* [Problem to solve] Restate all of the data exactly.

## begin Record set

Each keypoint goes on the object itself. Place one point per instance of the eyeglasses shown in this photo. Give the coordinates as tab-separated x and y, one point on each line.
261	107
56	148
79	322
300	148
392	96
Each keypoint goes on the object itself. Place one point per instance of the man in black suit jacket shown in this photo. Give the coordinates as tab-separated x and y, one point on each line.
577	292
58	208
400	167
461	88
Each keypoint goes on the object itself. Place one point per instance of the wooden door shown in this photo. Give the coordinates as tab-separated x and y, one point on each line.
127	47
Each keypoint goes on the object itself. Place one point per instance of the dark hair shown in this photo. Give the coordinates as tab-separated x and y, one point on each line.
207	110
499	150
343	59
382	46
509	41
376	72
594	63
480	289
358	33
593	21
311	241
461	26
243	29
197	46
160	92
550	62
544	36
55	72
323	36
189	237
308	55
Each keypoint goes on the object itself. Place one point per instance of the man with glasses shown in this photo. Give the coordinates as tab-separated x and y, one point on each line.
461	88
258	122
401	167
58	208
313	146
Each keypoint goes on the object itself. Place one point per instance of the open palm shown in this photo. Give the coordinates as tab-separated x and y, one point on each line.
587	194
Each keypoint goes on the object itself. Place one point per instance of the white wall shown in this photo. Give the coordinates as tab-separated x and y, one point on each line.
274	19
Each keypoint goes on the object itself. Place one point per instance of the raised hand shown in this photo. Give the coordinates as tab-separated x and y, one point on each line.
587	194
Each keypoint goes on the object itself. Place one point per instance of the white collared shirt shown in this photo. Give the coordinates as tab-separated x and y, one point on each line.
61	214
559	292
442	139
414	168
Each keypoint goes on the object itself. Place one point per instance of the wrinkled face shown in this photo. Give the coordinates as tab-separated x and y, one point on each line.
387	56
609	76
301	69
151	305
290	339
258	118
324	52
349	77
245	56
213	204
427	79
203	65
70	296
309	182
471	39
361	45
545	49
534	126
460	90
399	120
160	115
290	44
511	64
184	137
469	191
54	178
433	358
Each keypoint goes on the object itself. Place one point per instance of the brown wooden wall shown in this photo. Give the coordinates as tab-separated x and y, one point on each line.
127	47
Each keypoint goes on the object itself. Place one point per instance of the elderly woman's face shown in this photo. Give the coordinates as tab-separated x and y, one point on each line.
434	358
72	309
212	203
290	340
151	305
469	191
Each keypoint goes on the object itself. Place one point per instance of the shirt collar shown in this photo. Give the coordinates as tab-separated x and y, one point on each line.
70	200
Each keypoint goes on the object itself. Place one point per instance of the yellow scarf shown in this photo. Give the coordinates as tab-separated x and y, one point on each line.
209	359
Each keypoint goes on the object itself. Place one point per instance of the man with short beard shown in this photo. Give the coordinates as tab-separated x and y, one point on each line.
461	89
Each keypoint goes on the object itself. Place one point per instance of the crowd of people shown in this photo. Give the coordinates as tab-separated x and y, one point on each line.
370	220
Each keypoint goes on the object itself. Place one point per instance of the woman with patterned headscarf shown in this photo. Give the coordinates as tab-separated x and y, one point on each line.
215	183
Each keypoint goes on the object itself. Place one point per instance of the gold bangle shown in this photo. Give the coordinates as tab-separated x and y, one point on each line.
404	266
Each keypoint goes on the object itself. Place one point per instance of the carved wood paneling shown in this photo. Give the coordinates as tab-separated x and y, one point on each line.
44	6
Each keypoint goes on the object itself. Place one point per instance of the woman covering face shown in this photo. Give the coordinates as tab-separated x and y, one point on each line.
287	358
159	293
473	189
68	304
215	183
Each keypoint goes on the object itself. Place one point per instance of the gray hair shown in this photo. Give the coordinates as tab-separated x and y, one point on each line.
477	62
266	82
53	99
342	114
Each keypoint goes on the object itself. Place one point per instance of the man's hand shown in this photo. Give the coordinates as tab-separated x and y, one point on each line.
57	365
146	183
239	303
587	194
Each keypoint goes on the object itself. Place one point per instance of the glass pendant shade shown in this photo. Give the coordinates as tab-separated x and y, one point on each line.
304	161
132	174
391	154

## end Record set

* [Finished task]
Each keypoint goes on the object itself. Place one point per instance of the eyeglasses shown in this photo. Give the coordinates as tab-separated x and y, one point on each line.
261	107
56	148
79	322
300	148
392	96
Each keypoint goes on the object itself. Place one point per instance of the man in black suit jacket shown in this photo. Give the coordinates as tab-separated x and y, one point on each line.
577	292
58	208
400	167
461	88
Each keypoint goes on the object itself. Place one point per instance of the wooden door shown in this photo. Give the coordinates as tab-separated x and y, one point on each line.
127	47
Each keypoint goes on the object itself. Place one point per instance of the dark hair shown in this photo. Give the coordinates as tab-separated x and y, one point on each line.
207	110
499	150
343	59
382	46
509	41
376	72
594	63
480	289
358	33
593	21
311	241
461	26
243	29
197	46
160	92
550	62
544	36
55	72
323	36
189	237
308	55
Each keypoint goes on the object itself. Place one point per instance of the man with glasses shown in this photo. Give the coordinates as tab-separated x and y, one point on each line.
461	88
258	122
401	167
58	208
313	146
Each keypoint goes on the object itself. Place one point per instance of the open palm shown in this photo. Give the coordinates as tab-separated x and y, one point on each line.
587	194
Each keypoint goes on the object itself. Place one point per instance of the white wall shown in this photo. Give the coordinates as tab-separated x and y, one point on each line.
274	19
Each keypoint goes on the object itself. Place one point per instance of the raised hand shown in this photo. Give the coordinates as tab-separated x and y, one point on each line.
587	194
Each keypoint goes on the object itself. Place one point per instance of the white collared shirt shown in this photo. Give the coordinates as tab-separated x and y, one point on each line.
61	214
559	292
442	139
414	168
Each keypoint goes on the object itself. Place one point per instance of the wrinkled face shown in this photo. Give the coordinates as tab-separated x and y, one point on each line.
387	56
609	76
301	69
151	305
290	339
258	118
324	52
349	77
245	56
213	204
427	79
203	65
70	296
309	182
471	39
361	45
545	49
534	126
460	90
399	120
160	115
290	44
511	64
184	137
469	191
54	178
433	358
Each keypoint goes on the object itself. Place one point per instance of the brown wooden wall shown in this photo. Give the coordinates as tab-separated x and y, one point on each line.
127	47
Each keypoint goes on the object itself. Place one point per instance of the elderly woman's face shown in this photo. Give the coordinates as tab-separated x and y, one point on each line.
434	358
72	309
212	203
290	340
151	305
469	191
Each keypoint goes on the object itself. Place one point per instance of the shirt collar shown in this photo. Give the coordinates as tab-separated x and y, one point on each line.
70	200
Each keypoint goes on the object itself. Place one point per instance of the yellow scarf shown in this photo. Give the coordinates as tab-separated x and y, one point on each line.
209	359
Each keypoint goes on the object itself. Place one point per instance of the man with short beard shown in this photo. Give the coordinates as tab-separated x and y, one point on each line.
461	89
Each keypoint goes on the object itself. Place one point per instance of the crowd of people shown in this photo. Give the coordinates as tab-separated x and y, one point on each line.
370	220
Each keypoint goes on the object itself. Place one point per instance of the woman with patterned headscarf shown in this photo. Give the coordinates as tab-separated x and y, one point on each line.
215	183
Each keypoint goes on the object itself. Place one point per instance of the gold bangle shown in this photo. Give the coordinates as tab-separated x and y, one point on each line.
404	266
Each keypoint goes on the object itself. Place one point per instance of the carved wood paneling shown in this photo. Give the coordinates as tab-separated x and y, one point on each line.
44	6
Each keypoint goes on the object itself. Place one point per instance of the woman covering face shown in this photo. Give the coordinates as tab-separated x and y, one point on each line.
287	358
159	293
473	189
68	304
215	183
Each keypoint goes on the object itself. Place one point per instance of the gray hair shown in this photo. Give the coordinates as tab-separated x and y, one point on each line.
477	62
266	82
53	99
342	114
Each keypoint goes on the object itself. Place one point per instance of the man's hand shown in this photo. Give the coordinates as tab-separated x and y, one point on each line.
57	365
146	183
239	303
587	194
Each keypoint goes on the object itself. Place one point per instance of the glass pendant shade shown in this photo. Give the coordinates as tab-separated x and y, one point on each line.
304	161
132	174
391	154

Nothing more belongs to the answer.